S I les facteurs des cancers sont multiples, on sait que l'alimentation joue un rôle non négligeable. Selon plusieurs estimations, dans les pays développés, jusqu'à 30 % des cancers sont liés à des facteurs nutritionnels et pourraient donc être prévenus par un meilleur équilibre alimentaire. C'est ce que tend à mettre en évidence l'étude européenne EPIC (European Prospective Investigation into Cancer and Nutrition), la plus grande jamais menée sur le sujet, puisqu'elle concerne plus de 500 000 sujets dans 10 pays. Lancée en 1991 par le Centre international de recherche sur le cancer (CIRC, Lyon), grâce à un financement de la Communauté européenne, elle cherche à établir les liens de cause à effet entre l'équilibre alimentaire, les données anthropométriques, l'activité physique, les facteurs hormonaux, les facteurs de prédisposition génétique et l'apparition d'un cancer.
Les premiers résultats, présentés à la Conférence internationale Nutrition et Cancer, à Lyon, portent sur les relations entre l'alimentation et les principaux cancers prévalents dans les pays industrialisés. Ils confirment l'effet protecteur des fruits et des légumes vis-à-vis des cancers du côlon et du rectum, et des cancers des voies aérodigestives supérieures mais ne le retrouvent pas pour les cancers de l'estomac et du poumon ; il est vrai que la durée de suivi des sujets est encore faible, ainsi que le nombre de cas de cancer survenus au cours de cette période.
* * * * * * *
TRAVAIL À FAIRE ->
1. Répondez aux questions suivantes sur l'extrait consacré à l'étude EPIC.
(a) Combien de sujets et de pays l'étude concerne-t-elle ?
(b) En quelle année et par quel organisme a-t-elle été lancée ?
(c) Pour quels cancers les premiers résultats ne retrouvent-ils pas l'effet protecteur des fruits et des légumes ?
2. Rédigez la suite du texte sur l'étude EPIC, après sa dernière phrase.

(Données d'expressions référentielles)
* * * * * * *
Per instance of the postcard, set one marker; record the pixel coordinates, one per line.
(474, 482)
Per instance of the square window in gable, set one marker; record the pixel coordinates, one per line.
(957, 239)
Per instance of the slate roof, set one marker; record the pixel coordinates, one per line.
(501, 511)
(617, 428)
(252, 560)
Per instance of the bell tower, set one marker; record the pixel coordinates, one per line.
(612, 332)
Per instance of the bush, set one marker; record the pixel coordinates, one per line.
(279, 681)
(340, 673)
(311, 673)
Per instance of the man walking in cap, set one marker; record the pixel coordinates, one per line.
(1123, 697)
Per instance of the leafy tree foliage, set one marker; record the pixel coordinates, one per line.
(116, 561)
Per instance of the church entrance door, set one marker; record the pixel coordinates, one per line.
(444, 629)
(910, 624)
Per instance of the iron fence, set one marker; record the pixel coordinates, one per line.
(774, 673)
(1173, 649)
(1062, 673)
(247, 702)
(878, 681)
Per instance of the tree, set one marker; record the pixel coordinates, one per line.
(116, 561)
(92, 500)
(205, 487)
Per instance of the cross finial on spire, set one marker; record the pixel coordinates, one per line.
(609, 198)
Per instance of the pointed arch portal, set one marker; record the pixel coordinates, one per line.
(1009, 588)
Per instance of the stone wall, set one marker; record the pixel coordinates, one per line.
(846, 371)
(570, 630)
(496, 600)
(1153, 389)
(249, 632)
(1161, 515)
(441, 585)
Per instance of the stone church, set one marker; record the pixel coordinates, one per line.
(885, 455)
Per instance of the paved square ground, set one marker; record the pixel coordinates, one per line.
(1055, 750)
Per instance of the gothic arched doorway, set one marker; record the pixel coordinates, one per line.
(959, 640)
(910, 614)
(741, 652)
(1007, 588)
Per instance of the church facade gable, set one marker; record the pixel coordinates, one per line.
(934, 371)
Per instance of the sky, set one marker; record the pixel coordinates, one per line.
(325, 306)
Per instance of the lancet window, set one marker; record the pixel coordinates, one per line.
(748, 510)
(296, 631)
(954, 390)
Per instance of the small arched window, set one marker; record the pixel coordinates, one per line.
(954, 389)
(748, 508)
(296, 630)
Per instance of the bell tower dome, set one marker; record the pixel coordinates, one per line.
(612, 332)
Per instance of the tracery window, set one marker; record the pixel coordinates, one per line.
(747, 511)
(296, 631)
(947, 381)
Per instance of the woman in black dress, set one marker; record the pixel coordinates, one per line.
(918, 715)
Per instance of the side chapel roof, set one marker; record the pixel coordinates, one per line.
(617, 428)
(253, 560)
* * * * * * *
EXERCICES CORRIGÉS ->
1.
(a) Plus de 500 000 sujets dans 10 pays.
(b) En 1991, par le Centre international de recherche sur le cancer (CIRC, Lyon).
(c) Les cancers de l'estomac et du poumon.

2.
Dans l'étude, le risque de cancer du côlon est clairement augmenté pour les amateurs de charcuterie et significativement diminué pour les consommateurs de poisson. La consommation de viande rouge n'apparaît pas associée au risque de développer un cancer du côlon ou du rectum mais les analyses n'ont pu encore prendre en compte la méthode de cuisson, ce qui doit être fait à l'avenir. Quant aux volailles, elles n'augmentent pas le risque de cancer et probablement le réduisent faiblement. Et si l'on note une association positive entre la consommation totale de viande et les cancers de l'estomac et des voies aérodigestives supérieures, cette association est faible et non significative. Là encore des analyses ultérieures sont au programme.
L'étude s'est également penchée sur l'alcool et le tabac, et souligne leur « effet dévastateur ». Le risque de cancer des voies aérodigestives supérieures est multiplié par plus de 8 pour celui qui fume plus d'un paquet de cigarettes par jour, par 9, pour celui qui consomme 60 g d'éthanol par jour (en gros, une bouteille de vin de 75 cl) et... par 50 pour celui qui accumule les deux plaisirs (ou besoins).
Ces mêmes cancers des voies aérodigestives voient leur incidence réduite de 50 % par une consommation quotidienne de 500 g ou plus de fruits et légumes.
Que ceux qui seraient tentés d'équilibrer les risques et les bénéfices préventifs ne s'y trompent pas. Le CIRC insiste sur le côté plurifactoriel de l'incidence des cancers dans ses rapports avec l'alimentation, sans oublier l'importance de l'activité physique et la prévention de l'obésité.